**TASK INPUTS:**
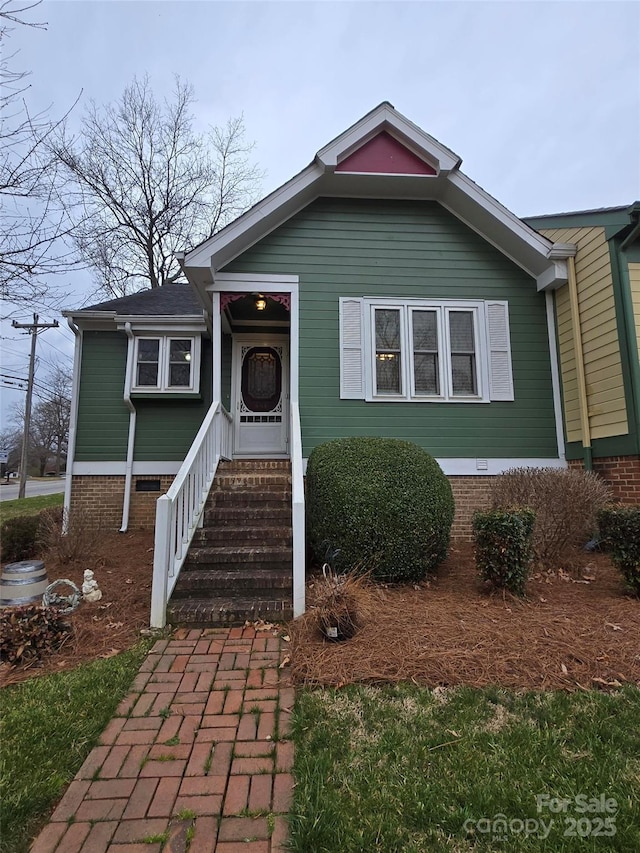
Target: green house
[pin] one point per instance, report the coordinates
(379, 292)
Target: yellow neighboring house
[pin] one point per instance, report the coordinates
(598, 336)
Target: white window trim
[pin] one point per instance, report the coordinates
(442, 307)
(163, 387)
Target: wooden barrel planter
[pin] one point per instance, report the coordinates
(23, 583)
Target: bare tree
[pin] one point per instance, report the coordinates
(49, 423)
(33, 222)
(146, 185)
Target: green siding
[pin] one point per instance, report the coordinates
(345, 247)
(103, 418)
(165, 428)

**REQUEST:**
Begin with the line that contains "Target: yellow neighboring house" and end with the last line of the records; set down every line in that span exactly, and nothing else.

**SOLVED PROBLEM:**
Target: yellow neighboring house
[pin] one point per instance, report the coordinates
(598, 336)
Target: white window trim
[pin] one point per instance, report the coordinates
(442, 307)
(163, 387)
Target: wooden barrel planter
[pin] one point per instance, report the coordinates
(23, 583)
Target: bare tree
[pin] one point per instance, report the coordinates
(49, 423)
(33, 222)
(146, 185)
Target: green siding
[pin] one point per instance, report the coordinates
(345, 247)
(103, 418)
(165, 428)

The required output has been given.